WHAT THIS TASK INVOLVES –
Without any images, write the data out exactly as it appears.

Dataset entries
§
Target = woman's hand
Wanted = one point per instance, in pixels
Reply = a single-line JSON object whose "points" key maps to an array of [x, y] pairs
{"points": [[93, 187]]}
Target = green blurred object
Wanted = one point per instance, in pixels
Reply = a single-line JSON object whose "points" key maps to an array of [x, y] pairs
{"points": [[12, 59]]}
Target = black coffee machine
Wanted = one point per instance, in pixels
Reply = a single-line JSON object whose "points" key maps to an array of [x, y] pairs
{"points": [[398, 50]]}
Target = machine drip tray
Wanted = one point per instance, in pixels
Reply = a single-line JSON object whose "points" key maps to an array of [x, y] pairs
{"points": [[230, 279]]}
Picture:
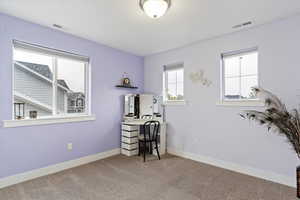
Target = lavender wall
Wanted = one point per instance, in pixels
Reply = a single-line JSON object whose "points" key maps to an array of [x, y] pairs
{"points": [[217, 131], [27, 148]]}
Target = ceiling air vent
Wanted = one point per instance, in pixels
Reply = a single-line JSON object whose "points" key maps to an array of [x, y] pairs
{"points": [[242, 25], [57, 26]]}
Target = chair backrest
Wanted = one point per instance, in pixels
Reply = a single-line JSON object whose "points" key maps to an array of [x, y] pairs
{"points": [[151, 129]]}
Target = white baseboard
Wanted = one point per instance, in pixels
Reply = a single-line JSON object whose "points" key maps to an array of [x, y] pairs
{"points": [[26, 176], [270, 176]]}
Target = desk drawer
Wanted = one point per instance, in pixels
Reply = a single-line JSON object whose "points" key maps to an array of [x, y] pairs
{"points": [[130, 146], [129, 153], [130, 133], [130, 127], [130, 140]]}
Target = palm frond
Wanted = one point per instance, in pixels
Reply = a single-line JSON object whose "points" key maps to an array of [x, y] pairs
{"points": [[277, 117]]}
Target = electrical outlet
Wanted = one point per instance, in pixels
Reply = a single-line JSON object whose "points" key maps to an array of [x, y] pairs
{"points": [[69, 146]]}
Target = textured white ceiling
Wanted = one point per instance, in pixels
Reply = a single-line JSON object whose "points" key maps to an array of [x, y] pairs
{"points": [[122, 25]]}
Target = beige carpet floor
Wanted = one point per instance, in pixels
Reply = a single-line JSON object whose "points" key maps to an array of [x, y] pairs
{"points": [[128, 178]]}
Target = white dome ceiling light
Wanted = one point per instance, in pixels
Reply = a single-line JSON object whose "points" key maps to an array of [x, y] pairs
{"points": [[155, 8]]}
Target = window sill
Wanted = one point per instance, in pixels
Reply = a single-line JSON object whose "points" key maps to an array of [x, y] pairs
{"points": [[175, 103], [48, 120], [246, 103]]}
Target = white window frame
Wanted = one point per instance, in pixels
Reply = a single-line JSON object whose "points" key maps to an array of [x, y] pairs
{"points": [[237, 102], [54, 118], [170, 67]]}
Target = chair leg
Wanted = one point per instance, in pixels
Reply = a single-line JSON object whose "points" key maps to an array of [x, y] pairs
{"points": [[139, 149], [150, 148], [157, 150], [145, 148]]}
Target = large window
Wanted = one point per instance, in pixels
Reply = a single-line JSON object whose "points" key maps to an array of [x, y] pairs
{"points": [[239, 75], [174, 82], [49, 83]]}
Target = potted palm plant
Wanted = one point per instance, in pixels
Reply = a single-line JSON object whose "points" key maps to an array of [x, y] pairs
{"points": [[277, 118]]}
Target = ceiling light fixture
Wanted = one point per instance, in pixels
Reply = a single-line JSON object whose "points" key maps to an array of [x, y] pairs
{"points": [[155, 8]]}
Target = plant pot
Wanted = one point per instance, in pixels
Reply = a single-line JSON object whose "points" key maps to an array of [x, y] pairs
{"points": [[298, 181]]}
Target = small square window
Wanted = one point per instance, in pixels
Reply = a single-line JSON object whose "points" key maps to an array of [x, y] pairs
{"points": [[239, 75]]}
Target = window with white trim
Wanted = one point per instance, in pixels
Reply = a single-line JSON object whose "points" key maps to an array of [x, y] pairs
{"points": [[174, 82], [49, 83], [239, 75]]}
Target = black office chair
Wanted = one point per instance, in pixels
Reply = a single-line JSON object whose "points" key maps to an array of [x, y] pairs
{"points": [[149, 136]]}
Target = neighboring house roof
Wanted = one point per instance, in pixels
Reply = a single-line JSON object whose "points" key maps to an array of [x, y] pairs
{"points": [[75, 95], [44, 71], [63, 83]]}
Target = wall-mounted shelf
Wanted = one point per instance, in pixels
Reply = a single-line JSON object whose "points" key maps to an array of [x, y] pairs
§
ANSWER SPACE –
Target = woman's hand
Wanted = one point per instance, in pixels
Reply = a single-line JSON object whose "points" key maps to an array of [x, y] pairs
{"points": [[93, 187]]}
Target = green blurred object
Wanted = one point per instance, in pixels
Reply = a single-line JSON object whose "points" key maps to an array of [x, y] pairs
{"points": [[12, 59]]}
Target = black coffee machine
Wanted = one point per instance, in pixels
Reply = a single-line JSON object whose "points" key maps to an array of [x, y] pairs
{"points": [[398, 50]]}
Target = machine drip tray
Wanted = one point per instance, in pixels
Reply = a single-line JSON object whose "points" key maps to an array of [x, y] pairs
{"points": [[230, 279]]}
Picture:
Target = lavender wall
Wanted = one point per instance, in pixels
Reply = a single-line JSON object whose "points" key maps to an array of [x, y] pairs
{"points": [[217, 131], [27, 148]]}
Target = ceiling air vent
Wanted = one point per instance, in pixels
Reply = a single-line JSON object whose "points" key maps to an array of [x, y] pairs
{"points": [[242, 25], [57, 26]]}
Target = chair backrest
Wanted = one point per instance, in pixels
Reply = a single-line JSON object whose "points" key maps to an array of [x, y] pairs
{"points": [[151, 129]]}
Target = white baseboard
Wanted = one point per instance, in pixels
Reply = a single-line JSON object whose "points" key maps to an array of [x, y] pairs
{"points": [[26, 176], [270, 176]]}
Target = desk drawer
Wanted = one point per instance, in pixels
Reply = a single-line JSON object whose "points" key maps to an array of [x, y] pairs
{"points": [[130, 146], [129, 153], [130, 133], [130, 127], [130, 140]]}
Target = palm frond
Wanted = one point per instance, in pixels
Reply = a single-line JSON object whose "points" key maps to an array of [x, y] pairs
{"points": [[277, 117]]}
Target = electrical outlet
Wanted = one point per instance, in pixels
Reply = a single-line JSON object whose "points" key maps to an array of [x, y] pairs
{"points": [[69, 146]]}
Target = textured white ceiling
Wanted = one point per instance, in pixels
Reply = a single-line JSON object whose "points" key maps to an array of [x, y] pairs
{"points": [[122, 25]]}
Target = beige carpet floor
Wanted = one point per instance, in pixels
Reply = a single-line JSON object whose "points" key maps to an array of [x, y] pairs
{"points": [[128, 178]]}
Target = white dome ceiling light
Wanted = one point per instance, in pixels
Reply = a single-line JSON object whose "points" key maps to an array of [x, y] pairs
{"points": [[155, 8]]}
Target = window sill
Wanted = one point per instance, in pixels
Reply = a single-line JSON object whose "points" key maps to an array of [x, y] pairs
{"points": [[175, 103], [48, 120], [246, 103]]}
Target = white window frame
Wanted = one point per instance, in pixels
Reply = a single-line JSON object whose "points" key maps to an array of [x, y] pairs
{"points": [[237, 102], [54, 118], [170, 67]]}
Target = chair leg
Wanted = one point per instance, in pixels
Reply = a single-line JSON object whose "points" key maps to an array of [x, y] pairs
{"points": [[139, 149], [150, 148], [157, 150], [145, 148]]}
Target = large window
Wanted = one point per instance, in pixels
Reply = a single-line JSON object whose "points" key maps to an array of [x, y] pairs
{"points": [[239, 75], [174, 82], [49, 83]]}
Target = potted palm plant
Wanted = one point per instance, in pixels
Reply = a single-line JSON object whose "points" key maps to an array of [x, y] pairs
{"points": [[277, 118]]}
Target = ceiling light fixture
Wanted = one point per instance, in pixels
Reply = a single-line JSON object whose "points" key maps to an array of [x, y] pairs
{"points": [[155, 8]]}
Target = plant pot
Wanted = one point per instance, in pixels
Reply = a single-line JSON object whose "points" key maps to an array of [x, y] pairs
{"points": [[298, 181]]}
Target = small square window
Wanted = one point per instance, in pixels
Reply = a single-line JSON object whose "points" key maps to an array of [x, y] pairs
{"points": [[239, 75]]}
Target = window with white trim
Wanted = one point per instance, in pixels
Reply = a single-line JSON object whose "points" key maps to an array of [x, y] pairs
{"points": [[174, 82], [49, 83], [239, 75]]}
Target = black office chair
Wanted = one point per instance, in pixels
Reply = a single-line JSON object whose "points" key maps to an array of [x, y] pairs
{"points": [[149, 136]]}
Target = neighboring house roof
Wanted = one point per instance, in pixels
Reply = a single-line JSON object whose "points" key maps to an array of [x, y] pairs
{"points": [[75, 95], [44, 71], [63, 83]]}
Target = wall-mounted shelf
Wanted = one point per instance, in pixels
Reply = a single-line JSON object whose "points" key maps to an array of [x, y] pairs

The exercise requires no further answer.